▼

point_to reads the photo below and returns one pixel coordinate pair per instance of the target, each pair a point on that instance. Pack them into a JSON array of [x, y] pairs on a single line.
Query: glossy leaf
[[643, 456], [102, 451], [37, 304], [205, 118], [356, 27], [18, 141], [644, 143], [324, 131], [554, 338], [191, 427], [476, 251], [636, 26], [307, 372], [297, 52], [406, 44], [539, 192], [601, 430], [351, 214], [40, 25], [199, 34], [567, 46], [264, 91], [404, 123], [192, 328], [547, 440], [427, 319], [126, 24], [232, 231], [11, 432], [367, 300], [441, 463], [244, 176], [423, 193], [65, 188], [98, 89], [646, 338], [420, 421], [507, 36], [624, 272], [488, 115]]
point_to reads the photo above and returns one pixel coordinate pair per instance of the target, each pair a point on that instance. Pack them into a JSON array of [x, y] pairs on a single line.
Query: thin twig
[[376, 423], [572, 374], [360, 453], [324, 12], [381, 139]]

▲

▶ [Task requirements] The response consists of the lines above that contain "into".

▶ [Task output]
point_to reads the photo below and returns one pixel coordinate pair per instance of the target, each pair a point on that instance. Pack them into a JSON array of [x, y] pairs on a single line.
point_to reads the photo above and returns one pixel coordinate pair per instance of the target, each pair a point on that instance. Pack them into a JSON array of [x, y] pairs on a single line.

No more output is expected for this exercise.